▶ [Document segment]
● ● ● ● ●

Re: Shapes of a Wedge

From: D. F. Siemens, Jr. <dfsiemensjr@juno.com>
Date: Sun May 23 2004 - 19:35:17 EDT

On Sun, 23 May 2004 14:47:37 -0400 "George Murphy" <gmurphy@raex.com>
writes:
<snip>
>
> The idea that the state marries people is also problematic:
> It is a
> man and woman who marry one another, not a judge or a pastor. (In
> the
> marriage service of the Lutheran Book of Worship the presiding
> minister does
> not say "I now pronounce you husband and wife" but "A and B, by
> their
> promises before God and in the presence of this congregation, have
> bound
> themselves to one another as husband and wife.") The Genesis
> creation
> accounts suggest that marriage has a priority over the state.
> the government and some Christians might not look at it that way.
<snip>
>
> Shalom
> George
> http://web.raex.com/~gmurphy/
>
I can't speak of all, but I know that at least in some of the Latin
American countries, the only valid marriage is the civil ceremony.
Religious ceremonies are not recognized. This seems to be the result of
anticlericalism. But adherents to the various faiths consider the
religious ceremony vital.

As to who marries, the problem seems to be like the silly notion that
circulated in educational circles: We teach children, not subjects.

● ● ● ● ●

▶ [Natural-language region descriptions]
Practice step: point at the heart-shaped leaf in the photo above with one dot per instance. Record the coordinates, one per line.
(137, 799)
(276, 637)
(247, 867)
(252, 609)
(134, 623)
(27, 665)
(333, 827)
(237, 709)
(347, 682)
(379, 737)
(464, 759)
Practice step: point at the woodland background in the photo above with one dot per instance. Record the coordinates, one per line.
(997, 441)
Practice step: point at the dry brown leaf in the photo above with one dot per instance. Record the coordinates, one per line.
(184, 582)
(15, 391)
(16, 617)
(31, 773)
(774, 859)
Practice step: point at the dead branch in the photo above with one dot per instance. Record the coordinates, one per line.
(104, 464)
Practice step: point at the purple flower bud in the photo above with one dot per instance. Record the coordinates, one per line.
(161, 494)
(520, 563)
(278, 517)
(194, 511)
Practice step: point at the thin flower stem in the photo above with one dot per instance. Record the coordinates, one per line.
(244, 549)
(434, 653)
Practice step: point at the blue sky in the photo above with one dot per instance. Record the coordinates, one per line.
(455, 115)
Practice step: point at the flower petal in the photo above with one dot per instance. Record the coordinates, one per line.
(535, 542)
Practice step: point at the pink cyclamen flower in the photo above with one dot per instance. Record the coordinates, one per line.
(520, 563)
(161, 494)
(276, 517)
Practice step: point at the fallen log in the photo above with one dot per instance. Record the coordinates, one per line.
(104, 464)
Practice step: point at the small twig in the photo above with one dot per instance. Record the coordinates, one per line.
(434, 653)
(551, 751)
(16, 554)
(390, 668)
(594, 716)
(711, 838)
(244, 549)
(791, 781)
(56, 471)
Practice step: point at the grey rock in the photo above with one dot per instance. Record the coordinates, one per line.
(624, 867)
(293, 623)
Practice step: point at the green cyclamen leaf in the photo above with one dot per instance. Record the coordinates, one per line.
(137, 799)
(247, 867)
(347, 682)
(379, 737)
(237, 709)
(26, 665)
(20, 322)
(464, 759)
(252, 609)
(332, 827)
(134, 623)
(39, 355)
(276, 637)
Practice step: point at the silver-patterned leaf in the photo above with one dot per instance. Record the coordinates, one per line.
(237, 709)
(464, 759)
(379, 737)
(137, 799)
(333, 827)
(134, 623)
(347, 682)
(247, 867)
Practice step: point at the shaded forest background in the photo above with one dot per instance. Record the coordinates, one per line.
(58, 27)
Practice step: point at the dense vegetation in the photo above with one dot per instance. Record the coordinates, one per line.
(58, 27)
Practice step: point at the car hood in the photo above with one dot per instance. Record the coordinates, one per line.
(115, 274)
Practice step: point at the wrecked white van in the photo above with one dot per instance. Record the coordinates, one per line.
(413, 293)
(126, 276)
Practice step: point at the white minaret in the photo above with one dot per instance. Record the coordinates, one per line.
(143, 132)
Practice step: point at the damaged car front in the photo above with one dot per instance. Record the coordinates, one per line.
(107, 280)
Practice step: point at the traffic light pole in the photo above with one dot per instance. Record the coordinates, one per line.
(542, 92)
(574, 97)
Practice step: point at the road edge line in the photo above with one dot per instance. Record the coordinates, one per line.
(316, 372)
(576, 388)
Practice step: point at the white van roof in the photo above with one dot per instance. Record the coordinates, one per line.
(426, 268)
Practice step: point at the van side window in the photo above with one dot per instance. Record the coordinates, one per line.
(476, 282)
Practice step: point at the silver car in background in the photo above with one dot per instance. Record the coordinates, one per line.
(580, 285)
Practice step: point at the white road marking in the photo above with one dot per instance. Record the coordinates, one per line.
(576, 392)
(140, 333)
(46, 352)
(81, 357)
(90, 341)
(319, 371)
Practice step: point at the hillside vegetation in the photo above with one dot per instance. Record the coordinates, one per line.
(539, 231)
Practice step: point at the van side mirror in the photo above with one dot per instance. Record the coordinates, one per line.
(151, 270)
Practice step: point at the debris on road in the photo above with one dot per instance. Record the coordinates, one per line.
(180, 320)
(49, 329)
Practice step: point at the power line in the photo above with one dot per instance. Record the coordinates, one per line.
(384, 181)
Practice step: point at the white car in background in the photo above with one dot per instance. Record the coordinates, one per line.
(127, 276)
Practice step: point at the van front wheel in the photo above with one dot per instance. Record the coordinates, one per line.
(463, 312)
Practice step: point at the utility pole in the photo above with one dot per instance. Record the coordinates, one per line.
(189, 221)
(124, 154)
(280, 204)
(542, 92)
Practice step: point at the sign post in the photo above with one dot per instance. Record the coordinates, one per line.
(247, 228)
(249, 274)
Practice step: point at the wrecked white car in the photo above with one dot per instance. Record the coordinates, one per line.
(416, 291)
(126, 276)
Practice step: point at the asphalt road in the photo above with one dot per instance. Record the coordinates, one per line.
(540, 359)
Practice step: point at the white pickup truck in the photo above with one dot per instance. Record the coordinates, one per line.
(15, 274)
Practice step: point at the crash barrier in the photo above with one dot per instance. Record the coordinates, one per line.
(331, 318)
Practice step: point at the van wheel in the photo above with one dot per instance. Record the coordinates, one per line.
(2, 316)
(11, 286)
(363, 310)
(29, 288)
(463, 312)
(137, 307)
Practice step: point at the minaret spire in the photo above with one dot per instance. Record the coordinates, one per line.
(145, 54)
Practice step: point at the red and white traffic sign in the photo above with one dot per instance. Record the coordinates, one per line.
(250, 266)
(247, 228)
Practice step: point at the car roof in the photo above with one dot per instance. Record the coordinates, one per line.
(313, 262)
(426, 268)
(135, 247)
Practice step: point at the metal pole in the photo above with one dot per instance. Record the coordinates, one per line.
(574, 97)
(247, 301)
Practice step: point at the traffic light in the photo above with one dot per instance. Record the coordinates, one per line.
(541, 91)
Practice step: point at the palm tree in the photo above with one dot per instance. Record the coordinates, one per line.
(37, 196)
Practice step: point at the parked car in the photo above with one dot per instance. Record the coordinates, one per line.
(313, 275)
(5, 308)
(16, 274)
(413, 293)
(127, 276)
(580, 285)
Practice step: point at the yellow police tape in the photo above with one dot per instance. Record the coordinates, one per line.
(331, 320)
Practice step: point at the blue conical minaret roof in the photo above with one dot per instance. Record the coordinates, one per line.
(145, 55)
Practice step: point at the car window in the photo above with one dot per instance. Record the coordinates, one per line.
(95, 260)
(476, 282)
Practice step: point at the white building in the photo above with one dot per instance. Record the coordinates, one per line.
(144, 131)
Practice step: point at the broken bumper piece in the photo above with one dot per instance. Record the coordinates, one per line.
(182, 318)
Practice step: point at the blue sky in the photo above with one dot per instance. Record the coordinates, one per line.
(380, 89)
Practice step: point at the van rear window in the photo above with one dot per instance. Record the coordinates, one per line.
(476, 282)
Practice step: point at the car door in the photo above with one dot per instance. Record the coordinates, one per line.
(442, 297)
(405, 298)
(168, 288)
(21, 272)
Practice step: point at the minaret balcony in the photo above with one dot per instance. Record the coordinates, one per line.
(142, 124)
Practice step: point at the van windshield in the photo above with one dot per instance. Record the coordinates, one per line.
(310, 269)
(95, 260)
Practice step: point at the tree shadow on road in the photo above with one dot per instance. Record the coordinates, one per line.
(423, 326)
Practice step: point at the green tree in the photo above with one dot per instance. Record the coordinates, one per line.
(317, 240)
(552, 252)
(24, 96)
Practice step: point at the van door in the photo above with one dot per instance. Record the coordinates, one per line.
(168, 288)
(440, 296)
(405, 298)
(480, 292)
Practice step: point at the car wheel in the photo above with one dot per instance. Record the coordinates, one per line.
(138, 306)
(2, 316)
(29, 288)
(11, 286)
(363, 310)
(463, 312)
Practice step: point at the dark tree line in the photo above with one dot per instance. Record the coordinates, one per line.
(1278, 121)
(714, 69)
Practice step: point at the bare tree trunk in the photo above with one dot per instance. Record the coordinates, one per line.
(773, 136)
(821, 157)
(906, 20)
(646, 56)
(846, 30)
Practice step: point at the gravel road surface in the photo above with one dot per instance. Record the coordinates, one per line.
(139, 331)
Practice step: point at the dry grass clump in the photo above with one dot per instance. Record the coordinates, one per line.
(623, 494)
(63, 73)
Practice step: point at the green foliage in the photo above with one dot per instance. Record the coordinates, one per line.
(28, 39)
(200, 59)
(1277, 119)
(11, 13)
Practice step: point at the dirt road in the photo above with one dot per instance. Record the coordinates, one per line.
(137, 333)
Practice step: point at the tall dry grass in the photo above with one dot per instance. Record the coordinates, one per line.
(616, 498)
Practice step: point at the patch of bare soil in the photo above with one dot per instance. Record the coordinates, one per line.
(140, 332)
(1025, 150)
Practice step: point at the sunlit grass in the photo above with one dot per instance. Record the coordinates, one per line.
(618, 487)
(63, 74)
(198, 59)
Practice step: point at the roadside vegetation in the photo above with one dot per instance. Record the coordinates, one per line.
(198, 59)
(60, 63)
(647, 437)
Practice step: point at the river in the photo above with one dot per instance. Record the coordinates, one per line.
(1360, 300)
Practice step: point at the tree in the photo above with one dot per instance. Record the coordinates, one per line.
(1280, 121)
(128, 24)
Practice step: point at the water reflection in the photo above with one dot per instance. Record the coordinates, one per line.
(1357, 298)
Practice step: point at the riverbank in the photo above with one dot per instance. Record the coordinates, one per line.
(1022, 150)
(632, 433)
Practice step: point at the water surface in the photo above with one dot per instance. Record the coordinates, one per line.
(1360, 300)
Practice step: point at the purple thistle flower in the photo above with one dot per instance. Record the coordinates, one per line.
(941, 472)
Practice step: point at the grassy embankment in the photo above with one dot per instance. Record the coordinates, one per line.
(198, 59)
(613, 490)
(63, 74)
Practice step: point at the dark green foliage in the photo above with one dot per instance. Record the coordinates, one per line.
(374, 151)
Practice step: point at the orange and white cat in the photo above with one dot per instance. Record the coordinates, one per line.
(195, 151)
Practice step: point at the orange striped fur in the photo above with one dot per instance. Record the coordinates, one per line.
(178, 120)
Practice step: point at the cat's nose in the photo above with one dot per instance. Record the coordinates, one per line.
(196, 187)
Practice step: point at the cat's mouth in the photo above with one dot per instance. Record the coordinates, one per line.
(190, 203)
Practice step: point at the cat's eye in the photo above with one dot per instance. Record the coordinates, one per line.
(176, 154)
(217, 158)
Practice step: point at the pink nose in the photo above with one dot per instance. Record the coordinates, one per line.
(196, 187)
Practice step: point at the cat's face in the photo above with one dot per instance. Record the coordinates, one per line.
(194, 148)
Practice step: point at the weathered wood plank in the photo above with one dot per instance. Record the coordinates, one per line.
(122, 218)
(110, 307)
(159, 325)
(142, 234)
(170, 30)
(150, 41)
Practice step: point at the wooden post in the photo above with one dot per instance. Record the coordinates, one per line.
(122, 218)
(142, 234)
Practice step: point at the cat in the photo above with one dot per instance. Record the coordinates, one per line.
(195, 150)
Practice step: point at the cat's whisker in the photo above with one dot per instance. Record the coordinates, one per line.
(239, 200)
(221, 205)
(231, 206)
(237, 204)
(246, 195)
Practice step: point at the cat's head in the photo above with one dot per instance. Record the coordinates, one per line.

● ● ● ● ●

▶ [Work order]
Pick up the mailing-list reply about who marries a couple, starting after its final sentence.

▶ [Exercise result]
Educators demonstrated that they are too ill-educated to know the
difference between direct and indirect objects--accusative and dative in
Latin or Greek, preventing something so silly from being said. That a
marriage is only between husband and wife holds only for common law
marriage, which I don't think is universally recognized, and then only
with the lapse of time. I think this takes years. And then it is a matter
of state legal provisions.

As for the LBW, I wonder if that meets the requirements of all the
states. I don't know what the express provisions are. The authority is
granted by the state for clergy to perform the ceremony for adherents and
those who want the appearance. However, the state's concern is not merely
for religious adherents, but for all citizens.

I recognize the divine order in marriage and the traditional phrase,
"What God has joined together ..." But I cannot transfer that to the
general population. I would wish that divine authority would be
recognized by all, but it's not going to happen. The best I can hope for
is that law will not finally depend on the whim of some judge with an
agenda.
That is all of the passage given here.